- [Set problem]: Which lines in the material below contain the word "tall"? Pick out every one of them, treating uppercase and lowercase as different.

— Start Information shown —

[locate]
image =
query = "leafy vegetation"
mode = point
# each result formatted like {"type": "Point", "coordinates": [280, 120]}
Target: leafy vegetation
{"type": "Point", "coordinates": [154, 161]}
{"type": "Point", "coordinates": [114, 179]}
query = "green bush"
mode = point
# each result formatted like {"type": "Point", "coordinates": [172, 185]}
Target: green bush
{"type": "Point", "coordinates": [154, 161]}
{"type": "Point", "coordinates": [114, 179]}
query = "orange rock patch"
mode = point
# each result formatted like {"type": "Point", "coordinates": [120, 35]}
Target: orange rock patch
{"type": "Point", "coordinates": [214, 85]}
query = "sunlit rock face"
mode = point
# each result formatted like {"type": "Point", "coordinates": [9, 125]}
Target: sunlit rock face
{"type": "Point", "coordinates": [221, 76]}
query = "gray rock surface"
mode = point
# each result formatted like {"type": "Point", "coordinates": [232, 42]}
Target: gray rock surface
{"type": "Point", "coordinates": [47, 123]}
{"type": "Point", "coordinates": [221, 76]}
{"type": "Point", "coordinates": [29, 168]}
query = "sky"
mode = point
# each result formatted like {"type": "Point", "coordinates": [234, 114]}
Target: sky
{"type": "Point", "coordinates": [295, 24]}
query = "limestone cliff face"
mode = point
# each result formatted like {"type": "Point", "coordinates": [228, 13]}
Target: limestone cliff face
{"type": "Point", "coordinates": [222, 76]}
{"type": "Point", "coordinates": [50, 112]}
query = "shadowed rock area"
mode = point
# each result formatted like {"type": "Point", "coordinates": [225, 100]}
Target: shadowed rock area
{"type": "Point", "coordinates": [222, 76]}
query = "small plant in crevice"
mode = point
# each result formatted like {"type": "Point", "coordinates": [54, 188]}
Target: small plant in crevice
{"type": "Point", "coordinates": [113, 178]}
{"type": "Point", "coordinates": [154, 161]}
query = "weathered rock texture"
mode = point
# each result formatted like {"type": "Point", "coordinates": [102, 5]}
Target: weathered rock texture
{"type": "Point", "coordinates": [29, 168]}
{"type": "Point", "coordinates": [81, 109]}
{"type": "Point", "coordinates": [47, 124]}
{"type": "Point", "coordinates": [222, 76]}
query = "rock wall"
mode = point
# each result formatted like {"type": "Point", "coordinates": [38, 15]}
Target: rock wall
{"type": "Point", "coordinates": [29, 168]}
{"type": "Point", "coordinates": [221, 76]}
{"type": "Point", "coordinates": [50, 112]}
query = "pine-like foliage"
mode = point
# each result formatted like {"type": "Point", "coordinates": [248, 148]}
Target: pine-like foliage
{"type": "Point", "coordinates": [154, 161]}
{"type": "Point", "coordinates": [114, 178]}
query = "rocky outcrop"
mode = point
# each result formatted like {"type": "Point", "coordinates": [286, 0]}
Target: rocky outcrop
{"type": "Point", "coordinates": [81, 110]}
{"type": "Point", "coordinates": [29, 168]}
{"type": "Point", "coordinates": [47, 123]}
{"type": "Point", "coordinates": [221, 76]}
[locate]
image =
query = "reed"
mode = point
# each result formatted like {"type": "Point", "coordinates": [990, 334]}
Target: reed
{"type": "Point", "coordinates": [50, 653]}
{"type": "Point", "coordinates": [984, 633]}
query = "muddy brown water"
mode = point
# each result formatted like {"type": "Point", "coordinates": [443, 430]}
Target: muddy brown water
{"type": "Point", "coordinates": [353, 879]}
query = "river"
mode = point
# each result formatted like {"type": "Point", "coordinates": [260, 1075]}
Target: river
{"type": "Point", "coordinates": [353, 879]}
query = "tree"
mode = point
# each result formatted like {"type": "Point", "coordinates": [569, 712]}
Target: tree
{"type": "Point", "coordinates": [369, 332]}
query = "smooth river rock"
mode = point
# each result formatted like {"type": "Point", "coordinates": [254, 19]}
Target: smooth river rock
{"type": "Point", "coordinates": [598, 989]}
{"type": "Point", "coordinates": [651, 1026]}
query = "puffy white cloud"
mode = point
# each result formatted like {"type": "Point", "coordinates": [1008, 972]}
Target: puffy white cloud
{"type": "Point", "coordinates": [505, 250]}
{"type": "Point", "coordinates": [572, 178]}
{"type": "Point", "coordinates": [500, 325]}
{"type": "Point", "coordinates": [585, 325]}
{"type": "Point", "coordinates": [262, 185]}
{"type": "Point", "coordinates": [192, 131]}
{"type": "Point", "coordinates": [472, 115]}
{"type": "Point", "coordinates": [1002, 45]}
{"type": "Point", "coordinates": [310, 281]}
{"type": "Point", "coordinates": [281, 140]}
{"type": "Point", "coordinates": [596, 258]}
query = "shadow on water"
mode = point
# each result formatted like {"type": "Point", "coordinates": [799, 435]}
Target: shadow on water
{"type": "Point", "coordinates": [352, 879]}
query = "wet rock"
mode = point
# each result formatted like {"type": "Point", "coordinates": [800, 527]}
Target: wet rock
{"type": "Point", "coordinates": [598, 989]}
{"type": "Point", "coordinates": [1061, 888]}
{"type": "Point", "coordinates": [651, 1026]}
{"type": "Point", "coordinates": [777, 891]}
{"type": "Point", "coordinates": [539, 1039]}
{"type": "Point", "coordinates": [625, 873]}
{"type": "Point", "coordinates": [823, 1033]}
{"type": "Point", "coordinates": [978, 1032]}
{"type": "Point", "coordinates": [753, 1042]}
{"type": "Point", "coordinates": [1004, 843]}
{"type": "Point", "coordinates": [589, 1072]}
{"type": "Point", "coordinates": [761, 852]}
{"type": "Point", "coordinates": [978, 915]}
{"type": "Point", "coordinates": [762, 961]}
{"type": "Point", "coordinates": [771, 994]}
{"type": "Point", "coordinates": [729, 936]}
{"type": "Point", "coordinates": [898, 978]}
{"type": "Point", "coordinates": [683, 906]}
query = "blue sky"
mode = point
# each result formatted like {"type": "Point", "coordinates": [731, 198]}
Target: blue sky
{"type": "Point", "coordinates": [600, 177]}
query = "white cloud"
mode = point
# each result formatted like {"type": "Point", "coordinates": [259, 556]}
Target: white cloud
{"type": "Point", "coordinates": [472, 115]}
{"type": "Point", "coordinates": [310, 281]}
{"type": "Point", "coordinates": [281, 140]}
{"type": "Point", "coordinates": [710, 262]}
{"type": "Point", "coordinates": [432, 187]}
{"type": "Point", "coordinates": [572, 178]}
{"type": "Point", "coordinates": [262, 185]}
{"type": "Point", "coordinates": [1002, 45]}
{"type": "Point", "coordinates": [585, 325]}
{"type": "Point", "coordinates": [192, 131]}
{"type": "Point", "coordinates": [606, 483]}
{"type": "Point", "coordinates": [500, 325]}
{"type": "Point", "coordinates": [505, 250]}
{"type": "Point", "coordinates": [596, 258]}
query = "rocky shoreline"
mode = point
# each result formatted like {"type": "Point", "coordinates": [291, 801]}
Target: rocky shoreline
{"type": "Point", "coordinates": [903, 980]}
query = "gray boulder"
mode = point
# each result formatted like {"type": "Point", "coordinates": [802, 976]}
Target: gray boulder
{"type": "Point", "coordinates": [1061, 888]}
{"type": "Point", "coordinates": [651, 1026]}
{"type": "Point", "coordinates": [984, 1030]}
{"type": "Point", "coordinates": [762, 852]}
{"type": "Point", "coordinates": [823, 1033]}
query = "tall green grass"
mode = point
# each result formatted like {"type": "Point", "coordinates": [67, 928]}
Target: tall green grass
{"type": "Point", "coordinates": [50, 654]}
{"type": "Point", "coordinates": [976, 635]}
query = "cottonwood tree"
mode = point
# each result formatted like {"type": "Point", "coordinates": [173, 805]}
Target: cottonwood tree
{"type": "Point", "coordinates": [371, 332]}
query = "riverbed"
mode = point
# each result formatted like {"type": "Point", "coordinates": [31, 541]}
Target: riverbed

— End Information shown —

- [Task response]:
query = "tall green grass"
Target: tall green grass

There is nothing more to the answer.